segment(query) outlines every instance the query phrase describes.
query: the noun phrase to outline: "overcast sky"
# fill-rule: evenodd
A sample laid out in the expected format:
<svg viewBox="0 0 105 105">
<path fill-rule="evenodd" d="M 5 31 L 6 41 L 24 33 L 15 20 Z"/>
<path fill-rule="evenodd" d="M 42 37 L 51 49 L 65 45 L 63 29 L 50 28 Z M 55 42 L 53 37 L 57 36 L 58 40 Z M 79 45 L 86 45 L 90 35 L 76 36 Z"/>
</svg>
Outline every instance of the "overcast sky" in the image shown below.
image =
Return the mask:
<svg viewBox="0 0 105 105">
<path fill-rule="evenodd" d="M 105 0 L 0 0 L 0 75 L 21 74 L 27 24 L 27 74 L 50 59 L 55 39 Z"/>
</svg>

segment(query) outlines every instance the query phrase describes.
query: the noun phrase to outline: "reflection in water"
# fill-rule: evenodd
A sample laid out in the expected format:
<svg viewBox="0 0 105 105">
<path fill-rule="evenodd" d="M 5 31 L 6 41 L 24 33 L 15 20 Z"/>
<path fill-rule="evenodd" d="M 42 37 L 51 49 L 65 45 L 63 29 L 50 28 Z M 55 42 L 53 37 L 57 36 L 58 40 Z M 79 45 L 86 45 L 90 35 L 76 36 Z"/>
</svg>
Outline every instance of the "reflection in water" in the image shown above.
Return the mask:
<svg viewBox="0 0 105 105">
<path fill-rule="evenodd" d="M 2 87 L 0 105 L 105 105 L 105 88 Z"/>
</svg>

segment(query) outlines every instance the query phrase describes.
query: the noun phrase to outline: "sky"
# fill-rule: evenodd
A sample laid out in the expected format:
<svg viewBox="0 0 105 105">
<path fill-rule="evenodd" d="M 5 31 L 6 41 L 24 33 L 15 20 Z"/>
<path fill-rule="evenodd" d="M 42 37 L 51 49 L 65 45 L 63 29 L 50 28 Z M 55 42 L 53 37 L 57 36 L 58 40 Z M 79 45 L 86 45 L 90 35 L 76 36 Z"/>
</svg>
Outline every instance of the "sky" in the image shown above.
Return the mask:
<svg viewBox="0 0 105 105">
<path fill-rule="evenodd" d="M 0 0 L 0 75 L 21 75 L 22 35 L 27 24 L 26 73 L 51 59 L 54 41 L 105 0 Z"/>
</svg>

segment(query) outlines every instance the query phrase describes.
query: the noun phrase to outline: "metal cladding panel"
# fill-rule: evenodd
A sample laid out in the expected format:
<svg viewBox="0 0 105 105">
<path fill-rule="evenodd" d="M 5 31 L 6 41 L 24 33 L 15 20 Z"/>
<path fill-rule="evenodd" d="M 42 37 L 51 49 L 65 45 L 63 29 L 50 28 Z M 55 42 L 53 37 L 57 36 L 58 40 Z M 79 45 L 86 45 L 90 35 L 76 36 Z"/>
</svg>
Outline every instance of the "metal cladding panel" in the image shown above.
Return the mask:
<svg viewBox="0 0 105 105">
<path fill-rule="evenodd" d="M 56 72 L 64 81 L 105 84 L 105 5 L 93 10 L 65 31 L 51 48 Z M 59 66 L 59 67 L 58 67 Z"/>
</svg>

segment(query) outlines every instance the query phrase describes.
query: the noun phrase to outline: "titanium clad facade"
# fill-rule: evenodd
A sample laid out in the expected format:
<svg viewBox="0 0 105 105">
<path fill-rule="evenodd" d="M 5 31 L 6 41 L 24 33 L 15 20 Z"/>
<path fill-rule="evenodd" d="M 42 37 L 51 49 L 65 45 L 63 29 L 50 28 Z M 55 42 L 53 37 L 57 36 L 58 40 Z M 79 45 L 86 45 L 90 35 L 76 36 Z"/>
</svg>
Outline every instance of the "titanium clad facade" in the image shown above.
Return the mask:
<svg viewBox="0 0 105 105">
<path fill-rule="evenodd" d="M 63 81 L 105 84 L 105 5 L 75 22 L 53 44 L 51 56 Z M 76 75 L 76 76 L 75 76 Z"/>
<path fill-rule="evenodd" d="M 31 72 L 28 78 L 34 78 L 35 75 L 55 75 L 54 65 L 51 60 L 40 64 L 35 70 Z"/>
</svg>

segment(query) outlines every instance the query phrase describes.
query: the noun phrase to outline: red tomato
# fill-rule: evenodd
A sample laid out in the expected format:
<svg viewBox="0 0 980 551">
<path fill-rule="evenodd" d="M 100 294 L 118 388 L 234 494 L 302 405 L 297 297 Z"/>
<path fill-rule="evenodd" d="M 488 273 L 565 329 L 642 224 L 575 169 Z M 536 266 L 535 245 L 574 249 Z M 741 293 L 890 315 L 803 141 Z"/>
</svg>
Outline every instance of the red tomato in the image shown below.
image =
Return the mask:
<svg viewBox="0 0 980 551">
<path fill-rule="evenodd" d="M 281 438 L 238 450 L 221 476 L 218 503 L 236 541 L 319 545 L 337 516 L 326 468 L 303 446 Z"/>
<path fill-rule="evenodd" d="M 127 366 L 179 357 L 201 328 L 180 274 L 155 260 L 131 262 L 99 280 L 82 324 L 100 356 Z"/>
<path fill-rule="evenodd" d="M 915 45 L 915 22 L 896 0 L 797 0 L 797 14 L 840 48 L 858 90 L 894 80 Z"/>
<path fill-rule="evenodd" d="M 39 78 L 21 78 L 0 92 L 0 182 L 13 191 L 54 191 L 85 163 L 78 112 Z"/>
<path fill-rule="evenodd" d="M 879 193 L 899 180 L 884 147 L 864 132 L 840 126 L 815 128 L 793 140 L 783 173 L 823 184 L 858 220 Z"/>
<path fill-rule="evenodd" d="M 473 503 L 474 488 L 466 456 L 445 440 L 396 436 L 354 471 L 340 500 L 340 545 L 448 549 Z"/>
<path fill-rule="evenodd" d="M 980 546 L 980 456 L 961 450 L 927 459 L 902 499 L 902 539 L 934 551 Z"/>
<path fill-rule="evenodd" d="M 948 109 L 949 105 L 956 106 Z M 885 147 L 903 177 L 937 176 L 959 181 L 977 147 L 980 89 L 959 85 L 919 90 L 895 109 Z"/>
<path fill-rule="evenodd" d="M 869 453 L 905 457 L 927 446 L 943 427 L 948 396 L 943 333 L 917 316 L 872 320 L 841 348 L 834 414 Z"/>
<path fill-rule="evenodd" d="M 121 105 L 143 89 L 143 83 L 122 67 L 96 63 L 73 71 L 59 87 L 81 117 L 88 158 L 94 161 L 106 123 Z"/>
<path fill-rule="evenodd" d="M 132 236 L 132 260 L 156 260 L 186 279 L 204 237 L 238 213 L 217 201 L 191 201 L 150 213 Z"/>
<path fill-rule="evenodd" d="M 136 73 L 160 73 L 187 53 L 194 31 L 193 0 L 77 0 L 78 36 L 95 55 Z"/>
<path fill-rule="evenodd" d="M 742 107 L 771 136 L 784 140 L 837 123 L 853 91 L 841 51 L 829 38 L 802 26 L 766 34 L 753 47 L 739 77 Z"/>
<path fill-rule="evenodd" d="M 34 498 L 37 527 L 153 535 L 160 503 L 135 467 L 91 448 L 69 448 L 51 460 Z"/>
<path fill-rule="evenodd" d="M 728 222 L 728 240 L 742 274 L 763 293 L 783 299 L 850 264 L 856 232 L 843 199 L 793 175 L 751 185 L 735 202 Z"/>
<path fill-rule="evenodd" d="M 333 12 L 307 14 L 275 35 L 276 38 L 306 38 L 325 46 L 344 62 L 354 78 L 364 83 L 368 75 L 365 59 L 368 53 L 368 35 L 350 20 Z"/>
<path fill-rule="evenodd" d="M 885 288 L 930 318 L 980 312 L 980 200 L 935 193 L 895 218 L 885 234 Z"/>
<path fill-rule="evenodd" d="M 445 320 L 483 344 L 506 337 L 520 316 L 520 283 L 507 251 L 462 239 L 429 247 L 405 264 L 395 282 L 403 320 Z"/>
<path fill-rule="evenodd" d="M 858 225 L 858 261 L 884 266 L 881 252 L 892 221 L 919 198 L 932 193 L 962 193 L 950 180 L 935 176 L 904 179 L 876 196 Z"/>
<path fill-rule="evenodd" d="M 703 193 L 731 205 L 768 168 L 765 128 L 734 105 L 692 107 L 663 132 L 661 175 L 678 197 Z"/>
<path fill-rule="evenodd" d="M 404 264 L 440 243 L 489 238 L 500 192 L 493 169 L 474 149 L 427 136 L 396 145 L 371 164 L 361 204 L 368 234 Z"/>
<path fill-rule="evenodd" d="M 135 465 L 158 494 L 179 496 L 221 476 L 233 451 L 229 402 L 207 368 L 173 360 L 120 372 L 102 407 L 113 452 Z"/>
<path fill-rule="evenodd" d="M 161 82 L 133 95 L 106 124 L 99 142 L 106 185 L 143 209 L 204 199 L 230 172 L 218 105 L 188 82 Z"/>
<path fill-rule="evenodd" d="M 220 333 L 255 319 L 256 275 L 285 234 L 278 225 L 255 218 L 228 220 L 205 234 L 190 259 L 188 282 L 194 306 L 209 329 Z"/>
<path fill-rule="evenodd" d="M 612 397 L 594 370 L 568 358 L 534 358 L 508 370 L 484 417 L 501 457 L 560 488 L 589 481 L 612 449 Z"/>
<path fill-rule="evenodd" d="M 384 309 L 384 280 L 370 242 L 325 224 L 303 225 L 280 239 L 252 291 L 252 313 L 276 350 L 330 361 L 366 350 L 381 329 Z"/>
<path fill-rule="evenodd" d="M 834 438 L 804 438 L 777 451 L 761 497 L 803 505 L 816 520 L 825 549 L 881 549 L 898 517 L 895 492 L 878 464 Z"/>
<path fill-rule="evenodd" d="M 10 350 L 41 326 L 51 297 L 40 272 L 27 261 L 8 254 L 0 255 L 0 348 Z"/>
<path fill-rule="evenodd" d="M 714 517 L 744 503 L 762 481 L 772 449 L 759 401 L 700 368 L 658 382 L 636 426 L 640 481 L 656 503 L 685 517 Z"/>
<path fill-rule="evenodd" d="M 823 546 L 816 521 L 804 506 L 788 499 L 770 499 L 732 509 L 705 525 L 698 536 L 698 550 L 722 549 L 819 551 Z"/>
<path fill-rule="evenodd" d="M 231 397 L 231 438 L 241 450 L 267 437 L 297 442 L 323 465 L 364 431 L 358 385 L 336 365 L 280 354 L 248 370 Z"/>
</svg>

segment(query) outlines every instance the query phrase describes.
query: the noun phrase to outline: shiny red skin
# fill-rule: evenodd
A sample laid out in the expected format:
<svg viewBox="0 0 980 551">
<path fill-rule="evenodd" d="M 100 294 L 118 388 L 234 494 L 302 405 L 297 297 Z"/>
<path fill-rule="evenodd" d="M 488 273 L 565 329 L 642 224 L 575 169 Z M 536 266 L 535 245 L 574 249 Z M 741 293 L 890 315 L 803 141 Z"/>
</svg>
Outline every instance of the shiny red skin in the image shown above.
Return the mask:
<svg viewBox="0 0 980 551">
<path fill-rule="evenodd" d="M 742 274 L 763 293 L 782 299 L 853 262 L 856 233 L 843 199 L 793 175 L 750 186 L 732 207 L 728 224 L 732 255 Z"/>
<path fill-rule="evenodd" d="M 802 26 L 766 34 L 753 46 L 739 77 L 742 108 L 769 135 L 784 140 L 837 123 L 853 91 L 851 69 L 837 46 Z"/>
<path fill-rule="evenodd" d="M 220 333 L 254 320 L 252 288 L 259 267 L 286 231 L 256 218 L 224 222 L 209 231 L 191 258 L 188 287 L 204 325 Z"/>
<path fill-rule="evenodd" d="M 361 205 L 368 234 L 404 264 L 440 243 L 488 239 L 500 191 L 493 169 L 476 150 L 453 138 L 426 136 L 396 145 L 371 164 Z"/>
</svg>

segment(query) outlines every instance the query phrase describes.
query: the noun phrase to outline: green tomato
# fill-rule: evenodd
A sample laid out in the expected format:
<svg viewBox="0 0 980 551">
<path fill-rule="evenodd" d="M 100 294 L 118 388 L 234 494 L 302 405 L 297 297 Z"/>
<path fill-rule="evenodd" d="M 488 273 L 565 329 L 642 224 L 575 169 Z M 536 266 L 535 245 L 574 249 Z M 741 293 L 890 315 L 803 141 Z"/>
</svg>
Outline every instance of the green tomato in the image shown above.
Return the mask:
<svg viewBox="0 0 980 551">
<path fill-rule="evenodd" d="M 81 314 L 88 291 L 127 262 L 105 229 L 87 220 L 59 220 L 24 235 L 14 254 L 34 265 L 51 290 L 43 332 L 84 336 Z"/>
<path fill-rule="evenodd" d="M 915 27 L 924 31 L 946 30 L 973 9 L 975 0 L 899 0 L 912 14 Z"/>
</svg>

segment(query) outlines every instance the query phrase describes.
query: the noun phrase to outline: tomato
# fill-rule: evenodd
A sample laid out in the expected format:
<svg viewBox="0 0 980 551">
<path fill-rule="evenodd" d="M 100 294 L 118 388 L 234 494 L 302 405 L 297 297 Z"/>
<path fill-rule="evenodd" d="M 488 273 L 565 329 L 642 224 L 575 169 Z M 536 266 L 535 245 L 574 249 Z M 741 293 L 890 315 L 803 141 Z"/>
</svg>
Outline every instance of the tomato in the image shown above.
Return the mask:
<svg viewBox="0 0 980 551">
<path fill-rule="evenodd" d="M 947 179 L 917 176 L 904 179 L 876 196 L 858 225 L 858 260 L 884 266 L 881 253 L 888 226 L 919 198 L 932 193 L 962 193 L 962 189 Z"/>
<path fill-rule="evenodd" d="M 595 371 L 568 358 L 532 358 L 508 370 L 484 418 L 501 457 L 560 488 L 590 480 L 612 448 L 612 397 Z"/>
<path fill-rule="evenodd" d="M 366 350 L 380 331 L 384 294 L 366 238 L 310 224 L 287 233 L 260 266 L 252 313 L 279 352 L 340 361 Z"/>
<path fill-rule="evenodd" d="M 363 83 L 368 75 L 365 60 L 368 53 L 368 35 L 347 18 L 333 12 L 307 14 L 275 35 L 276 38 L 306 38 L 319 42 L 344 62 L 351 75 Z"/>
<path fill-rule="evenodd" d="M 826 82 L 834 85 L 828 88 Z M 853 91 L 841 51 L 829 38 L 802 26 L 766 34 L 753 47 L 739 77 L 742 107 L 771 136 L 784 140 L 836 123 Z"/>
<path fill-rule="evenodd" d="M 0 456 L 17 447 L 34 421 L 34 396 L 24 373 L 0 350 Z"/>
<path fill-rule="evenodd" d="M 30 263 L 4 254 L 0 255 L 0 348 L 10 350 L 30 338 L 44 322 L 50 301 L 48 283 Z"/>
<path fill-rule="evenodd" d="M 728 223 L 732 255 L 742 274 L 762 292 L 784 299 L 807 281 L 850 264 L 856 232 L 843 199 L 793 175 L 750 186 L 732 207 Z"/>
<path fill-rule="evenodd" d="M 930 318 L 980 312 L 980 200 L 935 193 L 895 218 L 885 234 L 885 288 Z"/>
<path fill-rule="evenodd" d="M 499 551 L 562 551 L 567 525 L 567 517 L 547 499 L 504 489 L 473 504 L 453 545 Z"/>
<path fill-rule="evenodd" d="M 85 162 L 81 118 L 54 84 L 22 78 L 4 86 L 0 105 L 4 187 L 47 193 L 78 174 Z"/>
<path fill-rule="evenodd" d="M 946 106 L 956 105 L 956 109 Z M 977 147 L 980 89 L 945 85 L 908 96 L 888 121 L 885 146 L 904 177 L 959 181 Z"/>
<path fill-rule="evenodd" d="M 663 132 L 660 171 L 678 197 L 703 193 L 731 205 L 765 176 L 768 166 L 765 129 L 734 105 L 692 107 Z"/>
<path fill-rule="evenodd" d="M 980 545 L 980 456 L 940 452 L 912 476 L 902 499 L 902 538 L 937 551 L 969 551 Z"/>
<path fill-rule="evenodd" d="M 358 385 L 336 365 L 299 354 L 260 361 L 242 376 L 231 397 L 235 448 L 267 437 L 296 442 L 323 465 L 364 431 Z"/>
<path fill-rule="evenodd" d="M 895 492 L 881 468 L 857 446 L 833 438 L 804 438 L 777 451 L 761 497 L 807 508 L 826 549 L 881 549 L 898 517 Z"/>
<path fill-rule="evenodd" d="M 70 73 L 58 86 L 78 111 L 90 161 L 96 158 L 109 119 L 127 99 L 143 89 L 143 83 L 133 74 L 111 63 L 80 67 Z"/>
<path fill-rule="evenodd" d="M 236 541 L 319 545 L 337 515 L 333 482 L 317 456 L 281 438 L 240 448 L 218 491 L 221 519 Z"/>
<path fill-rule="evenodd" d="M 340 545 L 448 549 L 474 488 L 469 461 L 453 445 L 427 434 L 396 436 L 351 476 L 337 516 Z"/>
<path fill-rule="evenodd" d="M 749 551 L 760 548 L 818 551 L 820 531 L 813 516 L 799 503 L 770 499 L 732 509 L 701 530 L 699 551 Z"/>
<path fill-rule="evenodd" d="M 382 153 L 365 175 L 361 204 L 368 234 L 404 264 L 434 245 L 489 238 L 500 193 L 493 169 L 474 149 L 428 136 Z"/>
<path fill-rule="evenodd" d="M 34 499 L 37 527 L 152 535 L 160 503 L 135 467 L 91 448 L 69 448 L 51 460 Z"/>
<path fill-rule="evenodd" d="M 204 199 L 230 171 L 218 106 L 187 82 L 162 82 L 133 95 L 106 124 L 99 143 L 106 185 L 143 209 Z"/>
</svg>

+===+

DIRECTIVE:
Report every line of the records above that contains the string "water", matching case exactly.

EXPECTED ANSWER:
query: the noun phrase to outline: "reflection in water"
Outline every instance of the "reflection in water" in the image shown above.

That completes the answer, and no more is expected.